Decide whether each statement agrees with the New Year dialogue, answering yes or no and quoting the deciding words: 1. Bart resolves to eat more this year. 2. TJ resolves to bark more at other doggos. 3. TJ resolves not to be scared of thunder.
BEGIN Provided passage
Happy New Year!

Bart: Hello, Anipals! Dis is Bart from the team of TJ and Bart! Our first article of da new year! Happy New Year!

TJ: Dis is TJ. I feel like 2026 is going to be a wonderful year for all of us!

Bart: I agwee, TJ. You know I have heard of dis human thing called New Year’s Resolutions.

TJ: What’s dat?

Bart: Well, it’s when humans promise to be better in da new year.

TJ: Dat’s strange. Why do they wait for then?

Bart: Humans are weird, TJ.

TJ: Dat’s wight. So, should we doggies have New Year’s resolutions? Might be fun!

Bart: Let’s do it! I resolve to eat more dis year.

TJ: Bart, if you eat any more, you will be able to roll down the sidewalk instead of walking on it.

Bart: Not a funny joke, TJ.

TJ: It wasn’t a joke.

Bart: Okay, how about you?

TJ: I resolve to be more friendly to other doggos.

Bart: Good idea, TJ. You are always arguing with all the doggos around here. I need some peace.

TJ: I am protecting da house, Bart.

Bart: From whom?

TJ: You can never be too safe, Bart. But I promise to be a little more trusting. Maybe I will sniff dem instead of barking at them.

Bart: Good idea. I also resolve to sleep more.

TJ: Is dat possible?

Bart: I will find out.

TJ: Okay, one more from me. I resolve not to be scared of thunder.
END Provided passage
BEGIN Stored records
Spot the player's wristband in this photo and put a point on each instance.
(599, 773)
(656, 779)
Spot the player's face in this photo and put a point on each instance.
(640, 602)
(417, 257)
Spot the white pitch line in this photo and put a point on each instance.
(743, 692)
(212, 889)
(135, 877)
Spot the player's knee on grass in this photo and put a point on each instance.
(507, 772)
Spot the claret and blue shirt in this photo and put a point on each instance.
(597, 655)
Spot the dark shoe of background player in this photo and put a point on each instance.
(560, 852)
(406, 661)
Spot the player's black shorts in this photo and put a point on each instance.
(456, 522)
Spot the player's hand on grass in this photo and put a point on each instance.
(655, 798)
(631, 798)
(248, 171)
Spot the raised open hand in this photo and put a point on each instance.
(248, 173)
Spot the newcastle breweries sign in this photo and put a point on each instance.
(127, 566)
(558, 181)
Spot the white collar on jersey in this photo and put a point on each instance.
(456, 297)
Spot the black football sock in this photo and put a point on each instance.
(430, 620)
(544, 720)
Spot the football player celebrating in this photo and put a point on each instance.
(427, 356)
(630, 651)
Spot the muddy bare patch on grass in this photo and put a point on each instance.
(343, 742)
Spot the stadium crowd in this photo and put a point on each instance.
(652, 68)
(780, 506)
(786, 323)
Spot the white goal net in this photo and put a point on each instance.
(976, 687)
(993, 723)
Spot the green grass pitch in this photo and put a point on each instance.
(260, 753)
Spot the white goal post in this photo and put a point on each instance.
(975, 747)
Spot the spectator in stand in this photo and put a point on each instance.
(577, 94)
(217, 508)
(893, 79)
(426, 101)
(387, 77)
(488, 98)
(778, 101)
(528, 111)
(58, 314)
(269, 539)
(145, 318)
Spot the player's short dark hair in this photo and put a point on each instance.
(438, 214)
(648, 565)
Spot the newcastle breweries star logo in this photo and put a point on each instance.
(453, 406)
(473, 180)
END Stored records
• Full answer
1. Yes: "I resolve to eat more dis year."
2. No: "I resolve to be more friendly to other doggos."
3. Yes: "I resolve not to be scared of thunder."